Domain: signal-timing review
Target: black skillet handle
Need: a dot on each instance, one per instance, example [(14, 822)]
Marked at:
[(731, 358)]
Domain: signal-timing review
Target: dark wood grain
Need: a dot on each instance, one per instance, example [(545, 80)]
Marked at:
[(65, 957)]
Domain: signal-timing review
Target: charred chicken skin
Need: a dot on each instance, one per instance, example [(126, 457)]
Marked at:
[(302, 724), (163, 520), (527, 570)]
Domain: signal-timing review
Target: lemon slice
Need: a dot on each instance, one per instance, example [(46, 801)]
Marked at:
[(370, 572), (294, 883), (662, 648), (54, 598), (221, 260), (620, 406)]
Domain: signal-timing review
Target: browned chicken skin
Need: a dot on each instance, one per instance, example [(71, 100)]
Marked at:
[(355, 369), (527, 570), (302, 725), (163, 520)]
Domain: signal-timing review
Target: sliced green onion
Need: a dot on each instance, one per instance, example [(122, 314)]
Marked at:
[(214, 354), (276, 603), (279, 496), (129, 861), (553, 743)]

• TASK GOAL:
Rewrite the whole listing above with every "Marked at" changed to "Dots placed at", leaving everything else the same.

• TASK ANSWER:
Domain: signal-timing review
Target: black skillet handle
Need: a dot on each instance, one per instance, example [(14, 822)]
Dots placed at:
[(731, 358)]
Domain: signal-timing review
Target: dark wood grain
Need: a dot on each instance, one per instance, example [(545, 80)]
Dots placed at:
[(65, 957)]
Domain: signal-timing review
Target: charred chicken skin
Need: a dot on each instance, one per instance, example [(126, 457)]
Dots placed at:
[(302, 724), (163, 520), (527, 570)]
Domain: signal-timing review
Target: lemon slice
Need: a dot on each instance, one per instance, example [(46, 801)]
Dots placed at:
[(370, 572), (294, 883), (662, 648), (54, 598), (221, 260), (620, 406)]
Domain: signal-timing review
Target: browned chicken skin
Need: a dot on each instance, one per instance, example [(71, 100)]
Dots placed at:
[(355, 369), (527, 570), (302, 725), (163, 520)]
Domain: signal-timing review
Target: sliced green onion
Need: a dot on each instance, one per instance, example [(122, 314)]
Dots placed at:
[(214, 354), (276, 603), (279, 496), (129, 861), (553, 743)]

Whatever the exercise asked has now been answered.